> _Records supplied_
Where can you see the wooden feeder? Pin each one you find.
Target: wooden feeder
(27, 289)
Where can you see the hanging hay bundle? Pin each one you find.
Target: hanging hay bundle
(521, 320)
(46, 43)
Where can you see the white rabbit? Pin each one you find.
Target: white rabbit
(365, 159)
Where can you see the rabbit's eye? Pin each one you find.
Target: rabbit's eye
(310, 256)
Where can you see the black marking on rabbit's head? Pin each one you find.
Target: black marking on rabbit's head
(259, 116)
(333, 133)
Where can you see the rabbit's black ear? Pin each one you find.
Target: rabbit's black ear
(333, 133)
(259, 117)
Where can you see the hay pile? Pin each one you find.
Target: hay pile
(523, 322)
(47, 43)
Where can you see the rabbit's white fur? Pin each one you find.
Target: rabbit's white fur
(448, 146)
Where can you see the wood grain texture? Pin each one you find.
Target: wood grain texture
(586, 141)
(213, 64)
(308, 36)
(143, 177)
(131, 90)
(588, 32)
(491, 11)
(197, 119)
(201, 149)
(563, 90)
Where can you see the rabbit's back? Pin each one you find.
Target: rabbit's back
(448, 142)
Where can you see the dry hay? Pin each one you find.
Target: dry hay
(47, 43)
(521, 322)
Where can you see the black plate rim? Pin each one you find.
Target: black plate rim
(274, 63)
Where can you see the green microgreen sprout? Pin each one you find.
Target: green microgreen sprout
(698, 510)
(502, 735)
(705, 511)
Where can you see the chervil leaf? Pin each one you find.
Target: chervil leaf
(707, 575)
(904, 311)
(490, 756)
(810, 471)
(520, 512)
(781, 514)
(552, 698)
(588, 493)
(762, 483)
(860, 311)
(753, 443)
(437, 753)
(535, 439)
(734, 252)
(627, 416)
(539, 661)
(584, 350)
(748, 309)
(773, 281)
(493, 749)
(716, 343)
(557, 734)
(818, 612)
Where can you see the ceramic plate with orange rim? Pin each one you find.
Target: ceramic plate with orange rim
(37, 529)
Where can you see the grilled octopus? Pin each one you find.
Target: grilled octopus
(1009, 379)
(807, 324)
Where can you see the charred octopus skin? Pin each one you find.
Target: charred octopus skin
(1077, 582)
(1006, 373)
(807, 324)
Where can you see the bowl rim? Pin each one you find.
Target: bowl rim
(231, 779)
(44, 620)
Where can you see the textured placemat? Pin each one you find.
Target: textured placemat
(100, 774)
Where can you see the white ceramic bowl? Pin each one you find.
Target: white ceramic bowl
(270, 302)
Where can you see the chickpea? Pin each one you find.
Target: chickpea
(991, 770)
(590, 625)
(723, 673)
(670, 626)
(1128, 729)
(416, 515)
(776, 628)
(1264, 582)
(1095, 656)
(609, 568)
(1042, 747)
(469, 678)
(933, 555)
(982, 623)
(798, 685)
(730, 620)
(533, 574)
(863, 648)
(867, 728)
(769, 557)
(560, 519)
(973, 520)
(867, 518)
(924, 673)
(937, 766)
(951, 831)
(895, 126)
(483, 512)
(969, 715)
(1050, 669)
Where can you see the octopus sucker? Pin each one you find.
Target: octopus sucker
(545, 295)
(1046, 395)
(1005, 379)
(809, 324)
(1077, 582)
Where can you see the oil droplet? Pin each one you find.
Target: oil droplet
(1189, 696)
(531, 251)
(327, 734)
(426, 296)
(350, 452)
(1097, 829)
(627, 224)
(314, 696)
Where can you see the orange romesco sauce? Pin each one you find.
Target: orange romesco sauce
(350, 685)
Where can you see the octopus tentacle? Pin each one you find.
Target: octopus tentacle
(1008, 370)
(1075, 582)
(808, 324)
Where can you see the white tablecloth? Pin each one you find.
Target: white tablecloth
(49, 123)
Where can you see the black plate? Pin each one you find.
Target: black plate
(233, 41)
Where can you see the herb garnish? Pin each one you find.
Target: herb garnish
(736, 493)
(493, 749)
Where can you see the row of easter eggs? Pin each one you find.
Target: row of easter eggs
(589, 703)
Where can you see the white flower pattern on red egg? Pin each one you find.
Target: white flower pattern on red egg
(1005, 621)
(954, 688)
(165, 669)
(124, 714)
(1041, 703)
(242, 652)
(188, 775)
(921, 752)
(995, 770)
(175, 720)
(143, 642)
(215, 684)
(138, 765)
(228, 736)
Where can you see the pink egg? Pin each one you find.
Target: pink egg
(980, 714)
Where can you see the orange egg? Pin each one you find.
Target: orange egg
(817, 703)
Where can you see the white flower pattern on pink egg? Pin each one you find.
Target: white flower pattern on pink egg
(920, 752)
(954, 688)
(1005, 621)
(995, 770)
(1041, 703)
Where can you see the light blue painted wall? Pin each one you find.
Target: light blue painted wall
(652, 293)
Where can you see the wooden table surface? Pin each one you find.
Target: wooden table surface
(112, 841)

> _Task requirements_
Rewrite the listing above as a Markdown table with two columns, Row and Line. Put each line's sequence number under Row and the line under Line, and skip any blank lines.

> _Response for this exercise_
| Row | Line |
|---|---|
| 1 | Where can you see the wooden feeder? Pin each one you find. |
| 2 | Target: wooden feeder |
| 3 | (27, 289) |
| 4 | Where can you see the hanging hay bundle? Pin each one you find. |
| 5 | Target: hanging hay bundle |
| 6 | (521, 320) |
| 7 | (46, 43) |
| 8 | Where can you see the white rabbit? Pin each one you find. |
| 9 | Target: white rabbit |
| 10 | (365, 159) |
| 11 | Where can you see the rabbit's eye? Pin each one you find. |
| 12 | Target: rabbit's eye |
| 13 | (310, 256) |
| 14 | Where can you see the black marking on rabbit's head? Pin each one you find. |
| 15 | Target: black marking on rabbit's head |
| 16 | (259, 116) |
| 17 | (333, 133) |
| 18 | Where can you see the rabbit's black ear? Pin each one you find. |
| 19 | Target: rabbit's black ear |
| 20 | (333, 133) |
| 21 | (259, 117) |
| 22 | Where can you see the hay pile? Pin each one you find. |
| 23 | Target: hay pile |
| 24 | (523, 322) |
| 25 | (47, 43) |
| 26 | Where can you see the rabbit's white fur? Pin each one you find. |
| 27 | Target: rabbit's white fur |
| 28 | (448, 146) |
| 29 | Where can you see the wood grain texture? Pin each one you find. |
| 30 | Target: wood grain texture |
| 31 | (586, 141) |
| 32 | (213, 64) |
| 33 | (308, 36) |
| 34 | (143, 177) |
| 35 | (131, 90) |
| 36 | (588, 32) |
| 37 | (491, 11) |
| 38 | (197, 119) |
| 39 | (201, 149) |
| 40 | (563, 90) |
| 41 | Where can you see the rabbit's back? Pin each one you find. |
| 42 | Target: rabbit's back |
| 43 | (448, 142) |
| 44 | Where can you see the dry hay? Pin each one you find. |
| 45 | Target: dry hay |
| 46 | (47, 43) |
| 47 | (521, 322) |
| 48 | Where can you see the black plate rim? Pin each one you find. |
| 49 | Target: black plate rim |
| 50 | (274, 63) |
| 51 | Where can you see the green microgreen sprout? Pin each one you find. |
| 52 | Target: green microgreen sprout |
| 53 | (698, 510) |
| 54 | (502, 735) |
| 55 | (705, 511) |
| 56 | Where can you see the chervil leaf? Pin each one you find. |
| 57 | Target: chervil leaf |
| 58 | (707, 575) |
| 59 | (904, 311) |
| 60 | (490, 756) |
| 61 | (810, 471) |
| 62 | (520, 512) |
| 63 | (781, 514) |
| 64 | (552, 698) |
| 65 | (588, 493) |
| 66 | (762, 483) |
| 67 | (860, 311) |
| 68 | (753, 443) |
| 69 | (437, 753) |
| 70 | (535, 439) |
| 71 | (734, 252) |
| 72 | (627, 416) |
| 73 | (539, 661) |
| 74 | (584, 350) |
| 75 | (748, 309) |
| 76 | (773, 281) |
| 77 | (493, 749) |
| 78 | (716, 343) |
| 79 | (557, 734) |
| 80 | (818, 612) |
| 81 | Where can you see the ceramic plate with orange rim? Pin each one you find. |
| 82 | Target: ceramic plate with orange rim |
| 83 | (37, 529) |
| 84 | Where can you see the grilled octopus? Pin each one you find. |
| 85 | Target: grilled octopus |
| 86 | (1009, 379) |
| 87 | (807, 324) |
| 88 | Where can you see the charred octopus skin? Pin each one you find. |
| 89 | Target: charred octopus skin |
| 90 | (1077, 582) |
| 91 | (1006, 373) |
| 92 | (807, 324) |
| 93 | Where can you see the bowl rim? Pin each one you find. |
| 94 | Target: bowl rim |
| 95 | (231, 779) |
| 96 | (44, 620) |
| 97 | Where can you see the textured placemat? Pin each one you find. |
| 98 | Target: textured placemat |
| 99 | (100, 774) |
| 100 | Where can you see the white ceramic bowl? Pin each one you find. |
| 101 | Target: white ceramic bowl |
| 102 | (270, 302) |
| 103 | Where can you see the chickpea? Pin each one you find. |
| 104 | Target: chickpea |
| 105 | (991, 770) |
| 106 | (590, 625) |
| 107 | (723, 673) |
| 108 | (670, 626) |
| 109 | (1128, 729) |
| 110 | (416, 515) |
| 111 | (776, 628) |
| 112 | (1264, 582) |
| 113 | (1095, 656) |
| 114 | (609, 568) |
| 115 | (1042, 747) |
| 116 | (469, 678) |
| 117 | (933, 555) |
| 118 | (982, 623) |
| 119 | (798, 685) |
| 120 | (730, 620) |
| 121 | (533, 574) |
| 122 | (863, 648) |
| 123 | (867, 728) |
| 124 | (769, 557) |
| 125 | (560, 519) |
| 126 | (973, 520) |
| 127 | (867, 518) |
| 128 | (924, 673) |
| 129 | (937, 766) |
| 130 | (951, 831) |
| 131 | (895, 126) |
| 132 | (483, 512) |
| 133 | (969, 715) |
| 134 | (1050, 669) |
| 135 | Where can you see the octopus sucker? Pin each one you find. |
| 136 | Target: octopus sucker |
| 137 | (545, 295) |
| 138 | (1046, 395) |
| 139 | (1005, 379) |
| 140 | (809, 324) |
| 141 | (1077, 582) |
| 142 | Where can you see the oil droplet? Pin each one you find. |
| 143 | Target: oil droplet |
| 144 | (1189, 696) |
| 145 | (531, 251) |
| 146 | (327, 734) |
| 147 | (426, 296) |
| 148 | (350, 452) |
| 149 | (1097, 829) |
| 150 | (627, 224) |
| 151 | (314, 696) |
| 152 | Where can you see the orange romesco sauce? Pin each one you find. |
| 153 | Target: orange romesco sauce |
| 154 | (350, 685) |
| 155 | Where can you see the octopus tentacle? Pin each one you find. |
| 156 | Target: octopus tentacle |
| 157 | (1008, 370) |
| 158 | (1075, 582) |
| 159 | (808, 324) |
| 160 | Where can you see the white tablecloth? Pin each one you find. |
| 161 | Target: white tablecloth |
| 162 | (49, 123) |
| 163 | Where can you see the black plate? Pin each one you find. |
| 164 | Target: black plate |
| 165 | (233, 41) |
| 166 | Where can you see the herb garnish? Pin each one you find. |
| 167 | Target: herb garnish |
| 168 | (736, 493) |
| 169 | (493, 749) |
| 170 | Where can you see the row of easter eggs? Pin each one you find. |
| 171 | Target: row of easter eggs |
| 172 | (589, 703) |
| 173 | Where can you see the white flower pattern on red egg? Pin each one you find. |
| 174 | Target: white flower pattern on red egg |
| 175 | (1005, 621) |
| 176 | (954, 688) |
| 177 | (165, 669) |
| 178 | (124, 714) |
| 179 | (1041, 703) |
| 180 | (242, 652) |
| 181 | (188, 775) |
| 182 | (921, 752) |
| 183 | (995, 770) |
| 184 | (175, 720) |
| 185 | (143, 642) |
| 186 | (215, 684) |
| 187 | (138, 765) |
| 188 | (228, 736) |
| 189 | Where can you see the pink egg? Pin each one you find. |
| 190 | Target: pink egg |
| 191 | (980, 714) |
| 192 | Where can you see the orange egg? Pin each one you find. |
| 193 | Target: orange egg |
| 194 | (817, 703) |
| 195 | Where can you see the white flower pattern on pink egg? Pin each one you find. |
| 196 | Target: white flower pattern on pink egg |
| 197 | (920, 752) |
| 198 | (954, 688) |
| 199 | (1005, 621) |
| 200 | (995, 770) |
| 201 | (1041, 703) |
| 202 | Where can you see the light blue painted wall? Pin each one you find. |
| 203 | Target: light blue painted wall |
| 204 | (652, 293) |
| 205 | Where can you see the wooden table surface? Pin each one you find. |
| 206 | Target: wooden table surface |
| 207 | (112, 841) |